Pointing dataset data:
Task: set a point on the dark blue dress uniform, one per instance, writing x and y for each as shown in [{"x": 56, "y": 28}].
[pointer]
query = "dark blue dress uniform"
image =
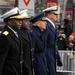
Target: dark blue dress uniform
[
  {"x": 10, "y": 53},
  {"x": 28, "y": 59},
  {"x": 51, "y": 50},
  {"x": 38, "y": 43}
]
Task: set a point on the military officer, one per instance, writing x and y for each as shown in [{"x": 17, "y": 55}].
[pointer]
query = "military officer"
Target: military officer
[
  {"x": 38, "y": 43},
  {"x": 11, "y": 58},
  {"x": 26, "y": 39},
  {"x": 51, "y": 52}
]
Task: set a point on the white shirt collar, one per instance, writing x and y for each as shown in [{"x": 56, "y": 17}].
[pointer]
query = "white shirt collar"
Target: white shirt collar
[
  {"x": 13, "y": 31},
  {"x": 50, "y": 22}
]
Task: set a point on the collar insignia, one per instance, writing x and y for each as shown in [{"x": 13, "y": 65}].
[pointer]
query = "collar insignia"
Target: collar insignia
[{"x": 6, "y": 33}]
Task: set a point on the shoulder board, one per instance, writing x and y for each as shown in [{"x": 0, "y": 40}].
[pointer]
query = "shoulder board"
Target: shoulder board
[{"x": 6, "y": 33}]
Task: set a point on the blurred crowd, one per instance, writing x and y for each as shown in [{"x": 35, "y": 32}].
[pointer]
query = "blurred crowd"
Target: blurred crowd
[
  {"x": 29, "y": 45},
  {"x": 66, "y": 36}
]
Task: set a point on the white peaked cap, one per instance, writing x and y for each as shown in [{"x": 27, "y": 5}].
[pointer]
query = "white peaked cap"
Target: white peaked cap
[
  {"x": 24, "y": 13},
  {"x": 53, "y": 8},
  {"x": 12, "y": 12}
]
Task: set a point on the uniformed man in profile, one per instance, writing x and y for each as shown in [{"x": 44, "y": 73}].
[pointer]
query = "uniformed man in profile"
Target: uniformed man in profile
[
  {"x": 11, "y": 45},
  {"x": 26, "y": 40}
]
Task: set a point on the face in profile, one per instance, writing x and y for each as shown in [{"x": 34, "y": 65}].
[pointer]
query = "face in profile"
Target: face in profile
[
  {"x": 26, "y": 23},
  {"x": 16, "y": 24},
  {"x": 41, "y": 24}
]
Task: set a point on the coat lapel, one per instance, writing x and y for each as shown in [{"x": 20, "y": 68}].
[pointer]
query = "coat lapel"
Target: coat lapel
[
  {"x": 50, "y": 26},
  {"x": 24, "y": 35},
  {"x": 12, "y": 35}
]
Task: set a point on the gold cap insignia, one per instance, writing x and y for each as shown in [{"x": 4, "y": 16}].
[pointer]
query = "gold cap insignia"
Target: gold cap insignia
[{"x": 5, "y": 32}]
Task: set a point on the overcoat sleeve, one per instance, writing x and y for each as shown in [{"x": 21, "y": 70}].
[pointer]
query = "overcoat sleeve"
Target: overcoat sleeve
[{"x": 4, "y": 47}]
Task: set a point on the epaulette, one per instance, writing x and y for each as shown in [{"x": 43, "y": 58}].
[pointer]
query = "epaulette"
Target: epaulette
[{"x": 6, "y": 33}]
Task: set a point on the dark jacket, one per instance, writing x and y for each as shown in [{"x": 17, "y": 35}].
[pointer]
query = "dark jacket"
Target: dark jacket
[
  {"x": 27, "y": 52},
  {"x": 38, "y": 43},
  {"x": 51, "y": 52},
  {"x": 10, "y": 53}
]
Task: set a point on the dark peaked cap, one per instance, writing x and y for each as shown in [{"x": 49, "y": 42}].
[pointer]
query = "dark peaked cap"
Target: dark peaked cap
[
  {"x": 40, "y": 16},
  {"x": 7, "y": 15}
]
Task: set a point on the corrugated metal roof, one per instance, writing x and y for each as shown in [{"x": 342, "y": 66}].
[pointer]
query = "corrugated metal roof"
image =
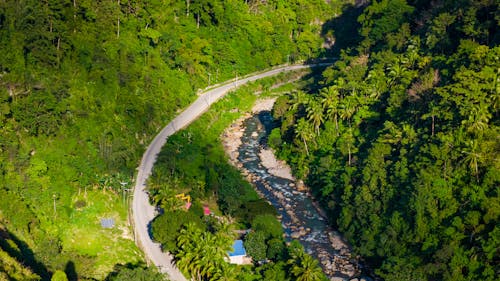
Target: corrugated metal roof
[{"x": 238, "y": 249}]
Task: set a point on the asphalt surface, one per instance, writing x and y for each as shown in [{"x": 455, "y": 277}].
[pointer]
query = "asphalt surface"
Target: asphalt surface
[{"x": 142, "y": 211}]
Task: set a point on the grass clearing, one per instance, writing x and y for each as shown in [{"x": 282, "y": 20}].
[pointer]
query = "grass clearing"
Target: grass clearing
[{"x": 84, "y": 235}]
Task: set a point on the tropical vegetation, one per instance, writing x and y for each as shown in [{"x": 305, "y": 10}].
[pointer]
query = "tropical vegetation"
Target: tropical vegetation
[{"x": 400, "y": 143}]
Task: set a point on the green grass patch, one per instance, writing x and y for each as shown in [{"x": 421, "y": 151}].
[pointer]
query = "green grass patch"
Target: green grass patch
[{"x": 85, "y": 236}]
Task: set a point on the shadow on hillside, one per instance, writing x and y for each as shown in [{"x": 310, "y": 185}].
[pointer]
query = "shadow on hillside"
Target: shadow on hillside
* * *
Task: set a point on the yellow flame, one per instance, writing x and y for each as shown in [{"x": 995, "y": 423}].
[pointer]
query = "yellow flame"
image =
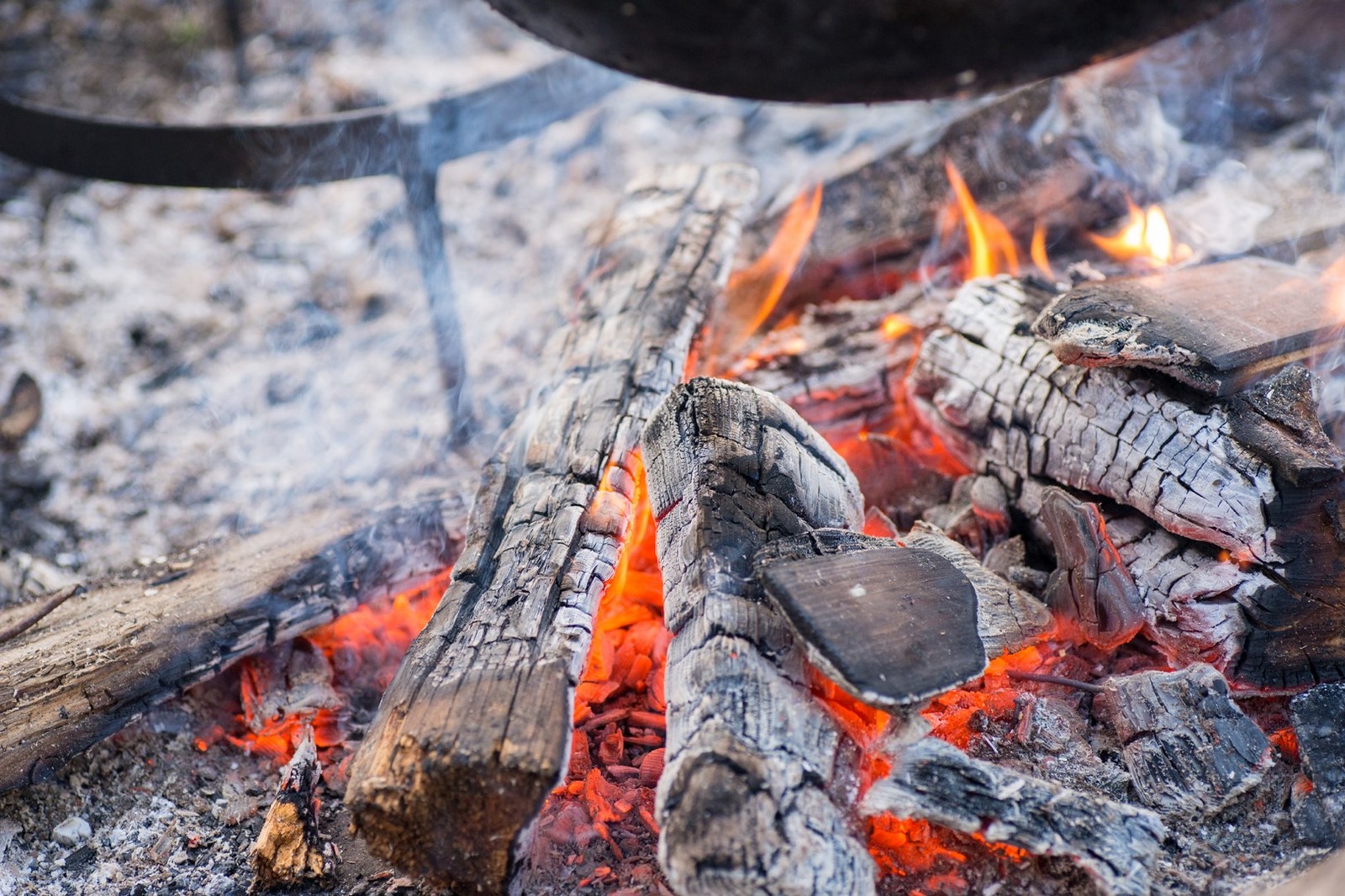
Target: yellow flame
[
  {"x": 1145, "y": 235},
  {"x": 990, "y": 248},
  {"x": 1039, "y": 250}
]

■ TASK INSTRUCTIONS
Find every line in the data above that contains the string "uniformed" and copy each of those lines.

■ TASK ANSWER
Task: set a point on the uniformed man in profile, one per instance, writing x and y for each as shown in [{"x": 44, "y": 73}].
query = "uniformed man in profile"
Target: uniformed man in profile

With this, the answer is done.